● Assignment
Find all lines below containing the string "rough" and return them.

● Task material
====

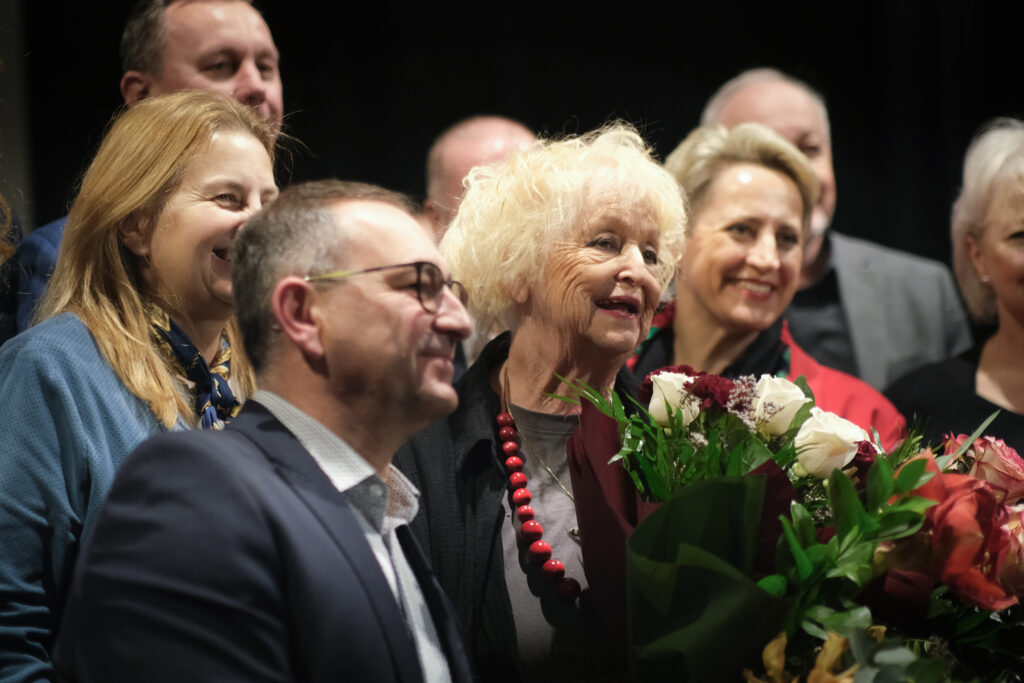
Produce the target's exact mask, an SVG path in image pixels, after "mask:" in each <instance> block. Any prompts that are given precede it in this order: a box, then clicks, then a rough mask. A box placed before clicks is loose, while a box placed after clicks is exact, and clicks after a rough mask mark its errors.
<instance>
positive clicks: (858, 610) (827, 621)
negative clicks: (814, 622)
mask: <svg viewBox="0 0 1024 683" xmlns="http://www.w3.org/2000/svg"><path fill="white" fill-rule="evenodd" d="M820 623H821V626H823V627H824V628H826V629H827V630H829V631H835V632H836V633H838V634H840V635H841V636H849V635H850V634H851V633H853V632H854V631H864V630H865V629H867V628H868V627H869V626H871V610H869V609H868V608H867V607H855V608H853V609H850V610H849V611H843V612H840V611H836V612H833V613H831V614H829V615H828V616H826V617H824V618H822V620H820Z"/></svg>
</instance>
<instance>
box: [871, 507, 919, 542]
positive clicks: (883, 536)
mask: <svg viewBox="0 0 1024 683" xmlns="http://www.w3.org/2000/svg"><path fill="white" fill-rule="evenodd" d="M924 523H925V515H923V514H921V513H920V512H915V511H913V510H897V511H895V512H892V511H890V512H887V513H885V514H884V515H882V517H880V518H879V529H878V531H876V533H874V539H876V541H895V540H896V539H903V538H906V537H908V536H911V535H913V533H916V532H918V531H919V530H920V529H921V527H922V525H923V524H924Z"/></svg>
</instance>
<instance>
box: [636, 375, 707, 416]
mask: <svg viewBox="0 0 1024 683" xmlns="http://www.w3.org/2000/svg"><path fill="white" fill-rule="evenodd" d="M650 379H651V383H652V384H653V393H652V394H651V396H650V405H649V407H648V409H647V410H648V412H650V416H651V417H652V418H654V422H656V423H657V424H659V425H660V426H663V427H668V426H669V424H670V420H669V412H668V411H667V410H666V405H665V404H666V401H668V403H669V407H670V408H672V409H673V410H674V411H682V414H683V424H684V425H688V424H690V423H691V422H693V420H695V419H696V417H697V413H699V411H700V403H699V402H698V401H697V399H696V398H695V397H693V395H692V394H690V393H688V392H687V391H686V384H687V382H689V381H690V380H692V379H693V378H692V377H690V376H689V375H684V374H682V373H658V374H657V375H654V376H653V377H651V378H650Z"/></svg>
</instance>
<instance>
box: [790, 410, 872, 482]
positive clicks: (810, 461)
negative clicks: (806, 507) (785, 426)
mask: <svg viewBox="0 0 1024 683" xmlns="http://www.w3.org/2000/svg"><path fill="white" fill-rule="evenodd" d="M867 440H870V439H869V438H868V436H867V432H865V431H864V430H863V429H861V428H860V427H858V426H857V425H855V424H853V423H852V422H850V421H849V420H844V419H843V418H841V417H839V416H838V415H834V414H831V413H827V412H825V411H822V410H821V409H820V408H816V407H815V408H812V409H811V417H809V418H808V419H807V422H805V423H804V424H803V425H802V426H801V427H800V431H799V432H797V438H796V439H795V440H794V443H795V445H796V446H797V464H798V465H800V466H801V467H803V469H804V470H806V471H807V473H808V474H810V475H812V476H816V477H818V478H819V479H824V478H826V477H827V476H828V475H829V474H831V471H833V470H834V469H837V468H839V469H843V468H844V467H846V466H847V465H848V464H849V463H850V461H851V460H853V457H854V456H856V455H857V441H867Z"/></svg>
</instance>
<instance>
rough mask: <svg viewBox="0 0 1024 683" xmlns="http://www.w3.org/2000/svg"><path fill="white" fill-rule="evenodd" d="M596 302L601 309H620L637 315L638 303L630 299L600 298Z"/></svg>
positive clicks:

====

● Written response
Produce the target's exact mask, an SVG path in image pixels, after "mask:" in each <instance> block. Any prompts that are given precede it in this order: a box, then clicks, then a rough mask. A box placed before clicks is loose, while a box placed after clicks is exact, and clicks after a rough mask mark its errors.
rough mask: <svg viewBox="0 0 1024 683" xmlns="http://www.w3.org/2000/svg"><path fill="white" fill-rule="evenodd" d="M596 302L601 309H620L637 315L638 303L630 299L600 298Z"/></svg>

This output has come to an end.